[Problem requirements]: Reproduce the following records exactly from the line containing "the roof overhang." onward, ending with the last line and including it.
#### Data for this exercise
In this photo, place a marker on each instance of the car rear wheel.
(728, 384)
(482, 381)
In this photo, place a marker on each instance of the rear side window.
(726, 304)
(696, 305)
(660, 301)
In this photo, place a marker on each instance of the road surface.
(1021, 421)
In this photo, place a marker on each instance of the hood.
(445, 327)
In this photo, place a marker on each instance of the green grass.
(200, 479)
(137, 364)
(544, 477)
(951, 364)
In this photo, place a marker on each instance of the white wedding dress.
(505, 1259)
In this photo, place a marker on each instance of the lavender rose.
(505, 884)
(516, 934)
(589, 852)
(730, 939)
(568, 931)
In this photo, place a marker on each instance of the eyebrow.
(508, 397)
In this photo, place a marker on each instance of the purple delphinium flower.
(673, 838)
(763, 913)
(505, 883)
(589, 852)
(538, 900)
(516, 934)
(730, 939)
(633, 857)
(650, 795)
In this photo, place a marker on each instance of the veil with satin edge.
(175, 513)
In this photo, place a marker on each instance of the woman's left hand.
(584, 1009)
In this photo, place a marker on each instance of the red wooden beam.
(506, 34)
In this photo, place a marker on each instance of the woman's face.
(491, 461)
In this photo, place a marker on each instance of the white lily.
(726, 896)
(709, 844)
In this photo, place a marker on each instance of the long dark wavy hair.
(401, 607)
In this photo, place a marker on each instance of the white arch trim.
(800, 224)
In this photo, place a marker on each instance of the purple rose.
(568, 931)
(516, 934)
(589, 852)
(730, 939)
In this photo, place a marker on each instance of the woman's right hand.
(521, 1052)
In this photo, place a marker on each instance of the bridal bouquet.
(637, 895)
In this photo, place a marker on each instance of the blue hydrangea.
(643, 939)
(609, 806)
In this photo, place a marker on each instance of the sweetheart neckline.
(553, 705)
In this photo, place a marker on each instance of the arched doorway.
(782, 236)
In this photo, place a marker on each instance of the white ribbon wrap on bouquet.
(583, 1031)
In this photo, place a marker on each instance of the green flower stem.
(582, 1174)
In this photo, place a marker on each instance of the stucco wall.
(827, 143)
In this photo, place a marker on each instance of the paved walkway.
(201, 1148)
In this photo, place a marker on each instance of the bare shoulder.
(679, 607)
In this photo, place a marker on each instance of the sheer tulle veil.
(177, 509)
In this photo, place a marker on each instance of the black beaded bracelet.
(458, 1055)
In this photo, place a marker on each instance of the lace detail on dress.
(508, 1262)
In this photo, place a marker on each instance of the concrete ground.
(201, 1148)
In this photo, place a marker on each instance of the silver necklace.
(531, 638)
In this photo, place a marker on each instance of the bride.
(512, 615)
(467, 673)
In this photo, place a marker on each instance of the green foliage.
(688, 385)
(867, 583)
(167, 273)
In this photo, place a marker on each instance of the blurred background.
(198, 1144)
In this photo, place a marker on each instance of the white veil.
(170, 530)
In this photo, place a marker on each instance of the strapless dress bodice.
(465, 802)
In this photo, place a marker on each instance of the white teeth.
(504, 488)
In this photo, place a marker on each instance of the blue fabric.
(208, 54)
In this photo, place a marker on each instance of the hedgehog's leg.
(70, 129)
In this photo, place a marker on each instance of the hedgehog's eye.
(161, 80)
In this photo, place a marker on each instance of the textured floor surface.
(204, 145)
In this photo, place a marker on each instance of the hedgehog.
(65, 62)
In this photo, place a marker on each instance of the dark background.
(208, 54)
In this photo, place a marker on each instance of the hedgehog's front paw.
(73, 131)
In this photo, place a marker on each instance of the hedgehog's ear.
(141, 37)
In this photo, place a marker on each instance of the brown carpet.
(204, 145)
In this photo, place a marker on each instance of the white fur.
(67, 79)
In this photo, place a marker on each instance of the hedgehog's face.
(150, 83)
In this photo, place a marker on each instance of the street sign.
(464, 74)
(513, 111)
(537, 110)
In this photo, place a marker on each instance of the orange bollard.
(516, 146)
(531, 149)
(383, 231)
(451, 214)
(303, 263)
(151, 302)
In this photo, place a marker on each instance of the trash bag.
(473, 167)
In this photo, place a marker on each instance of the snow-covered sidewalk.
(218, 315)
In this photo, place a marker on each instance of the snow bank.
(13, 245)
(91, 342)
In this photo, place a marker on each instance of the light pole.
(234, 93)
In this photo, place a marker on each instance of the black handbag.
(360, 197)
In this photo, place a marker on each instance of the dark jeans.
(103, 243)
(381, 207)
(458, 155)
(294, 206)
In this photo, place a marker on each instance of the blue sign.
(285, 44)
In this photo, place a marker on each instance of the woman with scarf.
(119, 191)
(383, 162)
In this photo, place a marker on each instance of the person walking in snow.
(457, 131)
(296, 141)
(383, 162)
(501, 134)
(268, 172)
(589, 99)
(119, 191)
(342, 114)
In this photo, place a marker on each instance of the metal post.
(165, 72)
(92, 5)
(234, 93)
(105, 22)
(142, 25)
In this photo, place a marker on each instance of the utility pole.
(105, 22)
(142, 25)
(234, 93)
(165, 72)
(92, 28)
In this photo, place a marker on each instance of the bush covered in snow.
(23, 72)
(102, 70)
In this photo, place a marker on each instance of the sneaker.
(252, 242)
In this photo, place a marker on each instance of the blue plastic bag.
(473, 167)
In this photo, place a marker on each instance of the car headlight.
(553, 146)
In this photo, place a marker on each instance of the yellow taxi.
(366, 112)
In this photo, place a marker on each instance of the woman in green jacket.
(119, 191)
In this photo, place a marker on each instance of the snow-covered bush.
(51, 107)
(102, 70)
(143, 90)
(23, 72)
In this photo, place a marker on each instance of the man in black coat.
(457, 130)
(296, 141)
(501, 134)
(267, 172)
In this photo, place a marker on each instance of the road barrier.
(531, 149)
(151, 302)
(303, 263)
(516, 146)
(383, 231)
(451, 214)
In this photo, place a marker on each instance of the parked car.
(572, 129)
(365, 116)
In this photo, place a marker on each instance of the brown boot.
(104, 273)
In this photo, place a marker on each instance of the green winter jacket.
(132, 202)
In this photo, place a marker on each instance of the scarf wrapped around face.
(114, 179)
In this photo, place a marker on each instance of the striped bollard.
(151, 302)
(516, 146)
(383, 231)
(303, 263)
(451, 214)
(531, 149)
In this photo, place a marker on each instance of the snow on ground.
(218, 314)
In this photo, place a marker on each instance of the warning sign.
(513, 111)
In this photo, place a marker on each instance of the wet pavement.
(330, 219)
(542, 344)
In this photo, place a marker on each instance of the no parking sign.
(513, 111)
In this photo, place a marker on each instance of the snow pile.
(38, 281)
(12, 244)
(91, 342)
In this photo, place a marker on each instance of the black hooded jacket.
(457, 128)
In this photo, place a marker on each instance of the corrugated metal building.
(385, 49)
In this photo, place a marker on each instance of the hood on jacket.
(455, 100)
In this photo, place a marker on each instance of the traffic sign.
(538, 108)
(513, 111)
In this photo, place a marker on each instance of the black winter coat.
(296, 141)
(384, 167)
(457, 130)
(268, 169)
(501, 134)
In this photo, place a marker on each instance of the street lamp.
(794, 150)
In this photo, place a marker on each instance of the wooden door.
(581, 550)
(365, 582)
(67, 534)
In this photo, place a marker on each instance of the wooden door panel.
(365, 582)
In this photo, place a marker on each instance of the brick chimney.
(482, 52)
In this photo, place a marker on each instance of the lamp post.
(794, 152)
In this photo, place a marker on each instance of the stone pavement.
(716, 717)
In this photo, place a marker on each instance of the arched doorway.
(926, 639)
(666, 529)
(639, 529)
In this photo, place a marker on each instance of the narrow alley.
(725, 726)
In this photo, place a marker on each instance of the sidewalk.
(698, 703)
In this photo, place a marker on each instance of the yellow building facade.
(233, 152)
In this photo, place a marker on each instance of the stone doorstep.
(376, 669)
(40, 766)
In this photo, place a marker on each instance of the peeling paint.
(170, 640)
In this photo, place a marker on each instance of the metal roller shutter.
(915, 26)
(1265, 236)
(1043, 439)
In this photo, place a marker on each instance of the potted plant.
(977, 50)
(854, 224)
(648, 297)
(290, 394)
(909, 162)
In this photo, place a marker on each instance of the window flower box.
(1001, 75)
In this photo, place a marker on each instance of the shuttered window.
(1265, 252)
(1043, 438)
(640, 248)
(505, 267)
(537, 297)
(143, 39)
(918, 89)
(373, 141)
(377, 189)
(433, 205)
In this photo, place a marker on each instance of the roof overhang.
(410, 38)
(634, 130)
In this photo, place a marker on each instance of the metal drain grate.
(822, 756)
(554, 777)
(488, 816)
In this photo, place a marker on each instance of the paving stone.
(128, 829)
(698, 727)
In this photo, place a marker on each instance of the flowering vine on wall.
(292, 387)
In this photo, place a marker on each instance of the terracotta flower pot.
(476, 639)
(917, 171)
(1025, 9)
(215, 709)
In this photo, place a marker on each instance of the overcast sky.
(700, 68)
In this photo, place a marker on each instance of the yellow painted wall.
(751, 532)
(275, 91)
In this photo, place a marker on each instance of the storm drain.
########
[The output]:
In this photo, place a marker on each instance of the roof overhang.
(410, 38)
(634, 130)
In this photo, place a marker on each instance of the metal drain grate.
(822, 756)
(554, 777)
(488, 816)
In this photo, place a marker on each instance of the paving stone.
(128, 829)
(698, 727)
In this photo, place a marker on each instance of the flowering vine on wall.
(292, 387)
In this photo, place a marker on each instance of the terracotta flower pot.
(476, 639)
(917, 171)
(1025, 9)
(215, 709)
In this photo, place a marker on each instance of the overcast sky.
(700, 68)
In this photo, place a marker on each instance of the yellow painted wall.
(751, 532)
(275, 91)
In this photo, place a marker on each instance of the storm drain.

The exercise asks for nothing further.